[[ Excerpted data open ]]

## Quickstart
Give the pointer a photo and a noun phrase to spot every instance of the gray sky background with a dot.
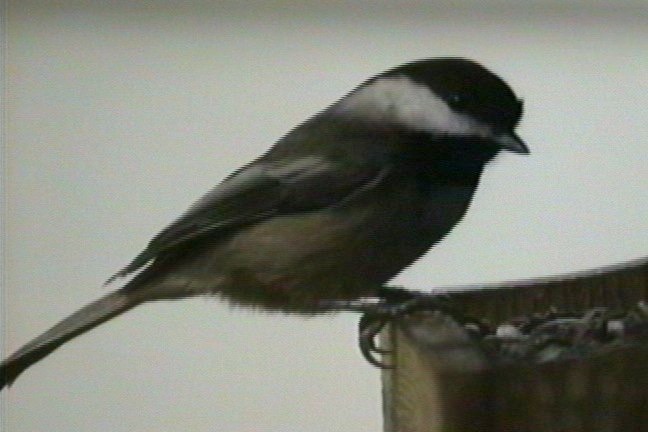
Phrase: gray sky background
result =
(120, 114)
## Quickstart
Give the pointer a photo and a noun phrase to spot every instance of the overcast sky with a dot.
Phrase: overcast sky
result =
(120, 114)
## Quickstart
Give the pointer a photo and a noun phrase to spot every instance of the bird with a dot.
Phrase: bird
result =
(335, 209)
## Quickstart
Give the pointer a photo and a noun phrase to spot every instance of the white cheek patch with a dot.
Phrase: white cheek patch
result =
(401, 101)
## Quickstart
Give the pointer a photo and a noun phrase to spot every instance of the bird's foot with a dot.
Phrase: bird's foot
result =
(390, 305)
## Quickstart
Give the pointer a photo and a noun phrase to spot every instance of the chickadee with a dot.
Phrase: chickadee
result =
(333, 211)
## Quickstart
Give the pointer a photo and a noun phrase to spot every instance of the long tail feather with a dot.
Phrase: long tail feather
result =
(79, 322)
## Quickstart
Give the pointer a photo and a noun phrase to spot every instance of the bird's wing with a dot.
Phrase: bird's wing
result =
(258, 191)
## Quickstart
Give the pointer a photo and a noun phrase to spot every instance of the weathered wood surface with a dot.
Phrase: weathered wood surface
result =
(442, 381)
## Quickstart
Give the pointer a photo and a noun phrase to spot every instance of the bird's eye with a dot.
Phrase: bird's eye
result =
(457, 101)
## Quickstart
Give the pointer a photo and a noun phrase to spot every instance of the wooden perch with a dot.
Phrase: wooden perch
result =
(444, 380)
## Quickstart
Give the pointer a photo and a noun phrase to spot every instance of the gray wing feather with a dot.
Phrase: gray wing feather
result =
(256, 192)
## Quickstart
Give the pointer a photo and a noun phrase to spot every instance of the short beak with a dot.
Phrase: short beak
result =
(512, 142)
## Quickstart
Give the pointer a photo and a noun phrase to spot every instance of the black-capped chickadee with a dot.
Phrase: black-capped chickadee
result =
(334, 210)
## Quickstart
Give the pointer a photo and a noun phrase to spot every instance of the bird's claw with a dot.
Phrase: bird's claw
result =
(378, 312)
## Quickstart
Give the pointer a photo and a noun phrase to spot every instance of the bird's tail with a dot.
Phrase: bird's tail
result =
(79, 322)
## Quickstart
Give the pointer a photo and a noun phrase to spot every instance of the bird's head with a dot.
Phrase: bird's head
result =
(443, 97)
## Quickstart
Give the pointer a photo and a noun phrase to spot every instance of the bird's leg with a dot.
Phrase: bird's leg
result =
(390, 304)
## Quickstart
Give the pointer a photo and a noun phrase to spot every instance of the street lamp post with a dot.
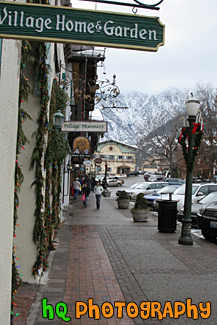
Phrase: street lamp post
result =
(106, 168)
(192, 107)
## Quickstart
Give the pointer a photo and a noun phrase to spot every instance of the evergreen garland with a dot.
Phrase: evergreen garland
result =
(39, 232)
(24, 90)
(57, 150)
(198, 134)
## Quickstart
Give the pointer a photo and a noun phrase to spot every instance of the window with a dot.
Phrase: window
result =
(204, 190)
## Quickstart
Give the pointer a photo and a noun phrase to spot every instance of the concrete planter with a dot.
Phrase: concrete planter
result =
(123, 203)
(106, 193)
(139, 215)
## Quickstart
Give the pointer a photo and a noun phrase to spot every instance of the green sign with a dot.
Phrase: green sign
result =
(84, 27)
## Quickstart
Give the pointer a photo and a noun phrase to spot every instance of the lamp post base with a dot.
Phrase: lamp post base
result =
(185, 238)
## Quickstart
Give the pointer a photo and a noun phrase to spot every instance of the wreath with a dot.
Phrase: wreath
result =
(197, 131)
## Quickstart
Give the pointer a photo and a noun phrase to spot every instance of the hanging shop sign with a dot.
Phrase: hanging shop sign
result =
(84, 126)
(87, 163)
(84, 27)
(81, 146)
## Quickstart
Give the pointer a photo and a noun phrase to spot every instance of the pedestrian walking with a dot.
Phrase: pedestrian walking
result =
(85, 194)
(98, 189)
(76, 187)
(88, 181)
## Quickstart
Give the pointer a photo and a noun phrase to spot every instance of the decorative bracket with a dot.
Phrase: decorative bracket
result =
(137, 5)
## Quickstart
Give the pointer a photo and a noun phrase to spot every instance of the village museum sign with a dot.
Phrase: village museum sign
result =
(85, 27)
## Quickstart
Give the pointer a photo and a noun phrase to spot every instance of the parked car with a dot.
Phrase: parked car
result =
(158, 195)
(114, 182)
(128, 189)
(119, 179)
(133, 173)
(198, 192)
(145, 188)
(174, 181)
(198, 207)
(208, 221)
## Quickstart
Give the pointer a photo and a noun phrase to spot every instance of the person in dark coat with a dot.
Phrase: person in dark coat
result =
(86, 191)
(89, 184)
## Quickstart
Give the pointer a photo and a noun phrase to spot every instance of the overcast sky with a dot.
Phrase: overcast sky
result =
(188, 57)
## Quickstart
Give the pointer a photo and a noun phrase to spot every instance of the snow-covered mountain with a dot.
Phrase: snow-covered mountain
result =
(144, 114)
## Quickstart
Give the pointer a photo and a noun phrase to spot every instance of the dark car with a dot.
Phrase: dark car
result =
(174, 181)
(198, 207)
(208, 221)
(133, 173)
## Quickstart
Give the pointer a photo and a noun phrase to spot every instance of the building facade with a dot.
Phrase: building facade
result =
(119, 157)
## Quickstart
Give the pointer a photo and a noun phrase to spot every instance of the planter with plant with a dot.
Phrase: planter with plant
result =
(141, 209)
(123, 200)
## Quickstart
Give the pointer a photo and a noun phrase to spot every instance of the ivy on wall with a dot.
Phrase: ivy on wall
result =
(39, 233)
(48, 157)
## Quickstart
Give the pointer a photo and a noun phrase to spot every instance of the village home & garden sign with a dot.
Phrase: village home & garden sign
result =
(85, 27)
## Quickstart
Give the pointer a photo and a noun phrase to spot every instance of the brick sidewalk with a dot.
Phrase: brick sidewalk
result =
(23, 301)
(103, 255)
(90, 275)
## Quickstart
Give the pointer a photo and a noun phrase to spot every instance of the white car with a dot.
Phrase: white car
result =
(114, 182)
(128, 189)
(198, 192)
(145, 188)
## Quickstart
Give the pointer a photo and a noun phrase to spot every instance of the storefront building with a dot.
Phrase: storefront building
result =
(119, 157)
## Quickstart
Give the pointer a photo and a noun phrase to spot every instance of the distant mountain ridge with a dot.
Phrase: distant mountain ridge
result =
(144, 114)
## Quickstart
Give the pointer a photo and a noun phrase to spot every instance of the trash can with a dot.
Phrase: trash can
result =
(167, 215)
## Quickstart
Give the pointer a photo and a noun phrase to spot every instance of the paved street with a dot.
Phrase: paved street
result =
(104, 255)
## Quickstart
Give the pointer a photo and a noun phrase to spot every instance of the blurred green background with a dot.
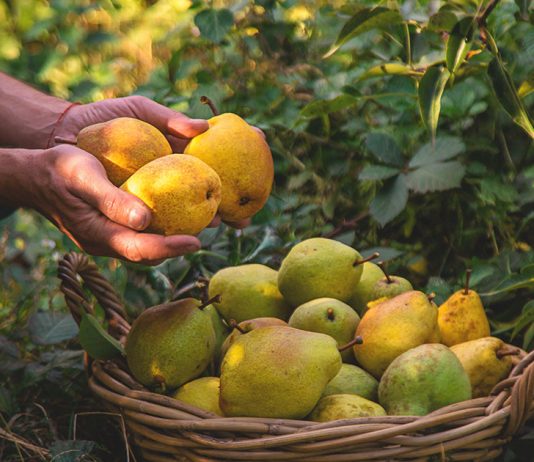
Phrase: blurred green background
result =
(351, 136)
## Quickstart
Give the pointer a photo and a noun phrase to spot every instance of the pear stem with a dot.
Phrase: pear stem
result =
(385, 271)
(467, 278)
(61, 140)
(216, 299)
(358, 340)
(210, 103)
(507, 351)
(234, 325)
(365, 260)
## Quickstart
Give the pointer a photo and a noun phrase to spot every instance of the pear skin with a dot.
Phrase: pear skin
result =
(328, 316)
(422, 380)
(123, 146)
(203, 393)
(344, 406)
(486, 360)
(242, 159)
(170, 344)
(248, 292)
(317, 268)
(462, 317)
(392, 327)
(182, 192)
(353, 380)
(277, 372)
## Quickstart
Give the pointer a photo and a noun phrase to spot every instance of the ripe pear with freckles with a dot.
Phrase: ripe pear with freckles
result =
(123, 146)
(462, 317)
(242, 158)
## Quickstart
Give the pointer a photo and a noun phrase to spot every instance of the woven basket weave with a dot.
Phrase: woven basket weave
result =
(167, 430)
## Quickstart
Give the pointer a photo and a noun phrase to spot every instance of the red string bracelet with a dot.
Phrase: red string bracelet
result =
(58, 121)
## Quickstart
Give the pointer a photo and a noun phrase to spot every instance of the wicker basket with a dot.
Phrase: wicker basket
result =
(166, 430)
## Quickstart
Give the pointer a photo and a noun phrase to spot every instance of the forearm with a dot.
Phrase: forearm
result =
(27, 116)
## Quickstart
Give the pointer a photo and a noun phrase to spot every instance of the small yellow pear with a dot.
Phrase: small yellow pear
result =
(123, 146)
(462, 317)
(242, 159)
(486, 360)
(182, 192)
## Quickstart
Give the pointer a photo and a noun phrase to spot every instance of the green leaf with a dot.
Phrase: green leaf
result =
(377, 172)
(390, 200)
(505, 91)
(321, 107)
(445, 147)
(389, 69)
(458, 43)
(363, 21)
(384, 148)
(214, 24)
(96, 341)
(436, 177)
(430, 91)
(48, 328)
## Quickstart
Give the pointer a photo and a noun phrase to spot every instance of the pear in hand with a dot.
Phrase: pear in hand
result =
(363, 292)
(203, 393)
(353, 380)
(422, 380)
(243, 160)
(328, 316)
(336, 407)
(123, 146)
(394, 326)
(487, 361)
(277, 372)
(248, 292)
(170, 344)
(462, 317)
(317, 268)
(182, 192)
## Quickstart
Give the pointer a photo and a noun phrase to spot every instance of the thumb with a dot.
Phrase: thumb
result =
(117, 205)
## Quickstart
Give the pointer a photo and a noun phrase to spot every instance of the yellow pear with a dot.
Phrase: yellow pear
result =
(243, 160)
(394, 326)
(203, 393)
(123, 146)
(182, 192)
(462, 317)
(486, 360)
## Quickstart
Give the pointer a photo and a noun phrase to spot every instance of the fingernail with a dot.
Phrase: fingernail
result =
(138, 219)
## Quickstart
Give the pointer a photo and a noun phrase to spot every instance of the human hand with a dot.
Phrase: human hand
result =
(70, 188)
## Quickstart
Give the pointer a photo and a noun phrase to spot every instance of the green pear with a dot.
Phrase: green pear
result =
(170, 344)
(248, 292)
(328, 316)
(362, 293)
(203, 393)
(422, 380)
(246, 326)
(486, 360)
(277, 372)
(353, 380)
(220, 328)
(317, 268)
(344, 406)
(394, 326)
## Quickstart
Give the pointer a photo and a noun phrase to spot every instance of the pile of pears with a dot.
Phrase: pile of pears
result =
(227, 170)
(328, 336)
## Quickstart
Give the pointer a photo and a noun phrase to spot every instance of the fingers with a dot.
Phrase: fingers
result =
(91, 184)
(165, 119)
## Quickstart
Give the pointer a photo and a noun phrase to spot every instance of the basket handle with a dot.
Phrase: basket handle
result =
(75, 264)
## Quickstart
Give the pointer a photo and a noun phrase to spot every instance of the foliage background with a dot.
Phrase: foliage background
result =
(353, 160)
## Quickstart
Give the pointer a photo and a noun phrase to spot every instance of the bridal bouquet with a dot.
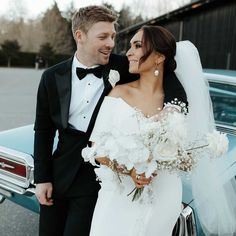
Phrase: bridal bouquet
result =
(161, 143)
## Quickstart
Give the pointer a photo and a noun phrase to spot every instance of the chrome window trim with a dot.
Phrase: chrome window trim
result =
(226, 128)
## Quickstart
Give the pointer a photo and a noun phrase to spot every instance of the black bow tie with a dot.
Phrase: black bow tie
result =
(81, 72)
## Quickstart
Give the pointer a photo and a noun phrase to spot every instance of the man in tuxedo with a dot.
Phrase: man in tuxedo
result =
(68, 100)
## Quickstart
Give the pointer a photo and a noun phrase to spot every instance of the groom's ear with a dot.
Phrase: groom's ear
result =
(79, 35)
(160, 58)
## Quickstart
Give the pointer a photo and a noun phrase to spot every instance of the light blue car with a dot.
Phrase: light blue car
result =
(16, 154)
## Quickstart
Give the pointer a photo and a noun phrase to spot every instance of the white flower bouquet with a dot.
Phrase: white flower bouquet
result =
(161, 144)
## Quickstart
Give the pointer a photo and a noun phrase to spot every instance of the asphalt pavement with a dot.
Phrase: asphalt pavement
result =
(18, 89)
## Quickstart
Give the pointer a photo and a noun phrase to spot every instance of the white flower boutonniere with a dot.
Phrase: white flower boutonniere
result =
(114, 77)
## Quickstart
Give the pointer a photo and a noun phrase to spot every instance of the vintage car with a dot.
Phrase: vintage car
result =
(16, 158)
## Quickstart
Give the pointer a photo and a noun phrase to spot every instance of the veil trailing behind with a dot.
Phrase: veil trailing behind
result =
(213, 180)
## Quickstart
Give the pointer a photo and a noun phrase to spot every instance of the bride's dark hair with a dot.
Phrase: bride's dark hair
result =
(159, 39)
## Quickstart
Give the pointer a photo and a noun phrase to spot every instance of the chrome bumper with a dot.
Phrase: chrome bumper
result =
(11, 182)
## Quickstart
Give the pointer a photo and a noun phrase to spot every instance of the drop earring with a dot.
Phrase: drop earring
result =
(156, 71)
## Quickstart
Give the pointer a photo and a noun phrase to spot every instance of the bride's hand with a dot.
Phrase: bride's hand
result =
(139, 179)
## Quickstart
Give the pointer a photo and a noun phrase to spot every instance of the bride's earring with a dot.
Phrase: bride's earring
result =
(156, 71)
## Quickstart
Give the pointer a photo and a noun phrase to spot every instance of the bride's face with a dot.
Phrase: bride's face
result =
(135, 53)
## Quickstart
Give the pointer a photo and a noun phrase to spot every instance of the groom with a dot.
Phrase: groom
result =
(68, 100)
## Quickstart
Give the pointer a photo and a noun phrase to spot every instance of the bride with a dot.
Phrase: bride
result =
(152, 56)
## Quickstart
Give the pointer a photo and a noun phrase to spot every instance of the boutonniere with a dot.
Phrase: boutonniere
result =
(114, 77)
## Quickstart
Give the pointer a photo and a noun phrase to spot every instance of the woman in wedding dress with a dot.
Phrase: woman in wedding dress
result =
(151, 55)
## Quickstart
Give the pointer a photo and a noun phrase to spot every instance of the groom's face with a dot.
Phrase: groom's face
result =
(96, 45)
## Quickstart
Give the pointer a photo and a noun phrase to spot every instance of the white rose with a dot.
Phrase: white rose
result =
(114, 77)
(165, 152)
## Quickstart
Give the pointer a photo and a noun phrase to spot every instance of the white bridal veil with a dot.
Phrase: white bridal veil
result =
(213, 181)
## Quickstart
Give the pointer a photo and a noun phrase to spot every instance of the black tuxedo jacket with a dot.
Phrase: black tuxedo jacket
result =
(65, 167)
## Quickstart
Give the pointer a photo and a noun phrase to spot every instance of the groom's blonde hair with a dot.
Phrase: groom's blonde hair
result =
(85, 17)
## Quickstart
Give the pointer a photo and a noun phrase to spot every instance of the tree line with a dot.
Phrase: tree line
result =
(48, 35)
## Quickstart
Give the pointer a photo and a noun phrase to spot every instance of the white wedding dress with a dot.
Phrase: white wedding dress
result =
(115, 213)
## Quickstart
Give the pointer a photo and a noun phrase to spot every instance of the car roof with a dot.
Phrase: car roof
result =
(220, 76)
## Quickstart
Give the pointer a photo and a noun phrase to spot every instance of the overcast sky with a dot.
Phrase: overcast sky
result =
(33, 8)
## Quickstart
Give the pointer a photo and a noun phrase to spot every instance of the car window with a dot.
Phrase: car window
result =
(224, 103)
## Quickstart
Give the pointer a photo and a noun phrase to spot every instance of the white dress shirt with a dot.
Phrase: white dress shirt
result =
(84, 97)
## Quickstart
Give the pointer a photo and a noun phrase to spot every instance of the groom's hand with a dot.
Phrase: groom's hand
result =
(44, 193)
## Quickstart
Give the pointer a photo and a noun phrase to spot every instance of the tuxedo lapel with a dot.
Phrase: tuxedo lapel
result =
(63, 83)
(106, 90)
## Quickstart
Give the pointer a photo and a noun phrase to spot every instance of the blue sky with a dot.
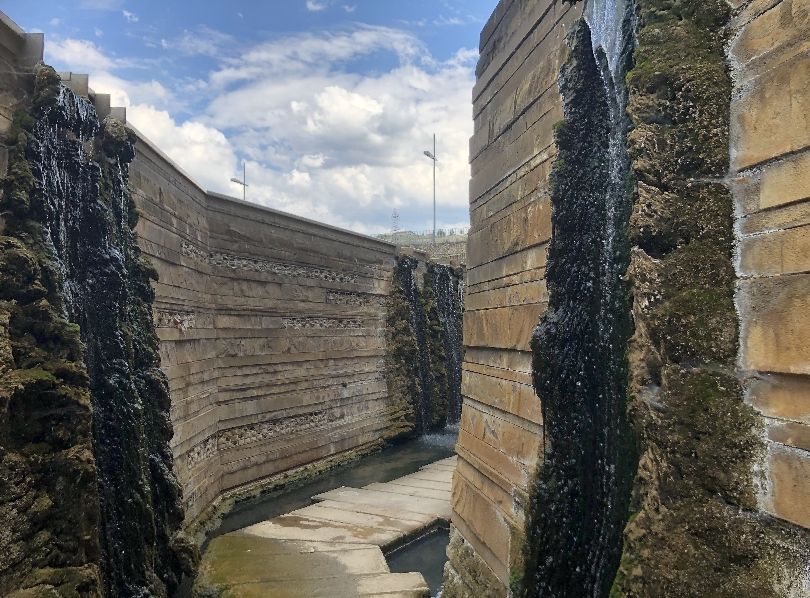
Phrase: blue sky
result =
(330, 102)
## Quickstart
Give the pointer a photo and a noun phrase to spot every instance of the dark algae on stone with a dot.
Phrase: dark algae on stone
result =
(694, 528)
(579, 499)
(81, 324)
(645, 427)
(423, 340)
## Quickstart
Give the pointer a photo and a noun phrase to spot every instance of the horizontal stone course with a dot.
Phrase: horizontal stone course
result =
(271, 330)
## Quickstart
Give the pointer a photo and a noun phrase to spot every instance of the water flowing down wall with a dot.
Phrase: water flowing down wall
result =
(579, 501)
(423, 368)
(70, 219)
(669, 361)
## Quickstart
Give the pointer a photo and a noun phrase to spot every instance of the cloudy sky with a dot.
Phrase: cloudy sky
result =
(329, 102)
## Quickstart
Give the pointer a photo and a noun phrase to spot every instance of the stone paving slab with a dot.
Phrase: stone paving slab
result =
(333, 548)
(417, 483)
(425, 506)
(406, 490)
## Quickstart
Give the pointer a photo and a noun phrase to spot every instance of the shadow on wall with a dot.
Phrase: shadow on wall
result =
(423, 340)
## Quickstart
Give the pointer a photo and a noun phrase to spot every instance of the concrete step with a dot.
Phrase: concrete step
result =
(410, 585)
(414, 504)
(293, 527)
(345, 514)
(411, 490)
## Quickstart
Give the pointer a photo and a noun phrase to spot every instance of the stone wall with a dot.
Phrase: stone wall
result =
(516, 104)
(271, 329)
(770, 169)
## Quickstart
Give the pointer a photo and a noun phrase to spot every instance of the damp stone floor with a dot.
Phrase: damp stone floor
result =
(335, 547)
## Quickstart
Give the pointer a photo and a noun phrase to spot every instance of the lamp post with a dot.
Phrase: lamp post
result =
(243, 182)
(432, 156)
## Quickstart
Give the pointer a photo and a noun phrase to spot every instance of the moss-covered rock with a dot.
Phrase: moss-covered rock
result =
(694, 529)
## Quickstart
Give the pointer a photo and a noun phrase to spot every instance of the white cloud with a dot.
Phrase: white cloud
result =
(314, 6)
(203, 151)
(78, 54)
(313, 160)
(321, 140)
(295, 110)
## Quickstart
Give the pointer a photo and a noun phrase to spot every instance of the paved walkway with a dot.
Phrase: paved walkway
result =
(334, 548)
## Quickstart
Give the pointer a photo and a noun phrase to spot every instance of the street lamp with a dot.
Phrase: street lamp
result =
(243, 182)
(432, 156)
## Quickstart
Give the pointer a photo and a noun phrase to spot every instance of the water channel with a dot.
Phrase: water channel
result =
(426, 555)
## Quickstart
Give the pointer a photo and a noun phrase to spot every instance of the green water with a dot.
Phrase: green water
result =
(388, 464)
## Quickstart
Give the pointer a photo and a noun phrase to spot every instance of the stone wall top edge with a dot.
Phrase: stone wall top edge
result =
(301, 222)
(493, 22)
(213, 198)
(9, 29)
(144, 140)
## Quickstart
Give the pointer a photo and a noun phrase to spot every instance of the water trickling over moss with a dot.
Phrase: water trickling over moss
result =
(694, 529)
(49, 504)
(423, 340)
(70, 207)
(579, 498)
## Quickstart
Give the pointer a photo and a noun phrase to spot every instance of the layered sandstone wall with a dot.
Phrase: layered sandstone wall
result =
(271, 329)
(516, 105)
(770, 170)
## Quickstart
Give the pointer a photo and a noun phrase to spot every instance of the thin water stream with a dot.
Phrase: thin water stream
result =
(426, 555)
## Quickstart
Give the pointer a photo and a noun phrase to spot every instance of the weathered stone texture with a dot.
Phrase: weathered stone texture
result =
(516, 104)
(271, 329)
(770, 128)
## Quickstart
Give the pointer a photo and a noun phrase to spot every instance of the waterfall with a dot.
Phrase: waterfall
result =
(87, 216)
(580, 498)
(447, 285)
(406, 279)
(424, 343)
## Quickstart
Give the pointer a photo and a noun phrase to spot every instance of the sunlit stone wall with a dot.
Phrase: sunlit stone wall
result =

[[ Excerpted data closed ]]

• [Exercise brief]
Of the lines above, extract only those from the line with "Phrase: groom's blonde hair" to the line with "white wedding dress with a dot.", both included, exactly as written.

• [Exercise solution]
Phrase: groom's blonde hair
result =
(85, 17)
## Quickstart
Give the pointer a photo and a noun phrase to spot every instance of the tree line with a dot.
Phrase: tree line
result =
(48, 35)
## Quickstart
Give the pointer a photo and a noun phrase to spot every instance of the white wedding dress with a dot.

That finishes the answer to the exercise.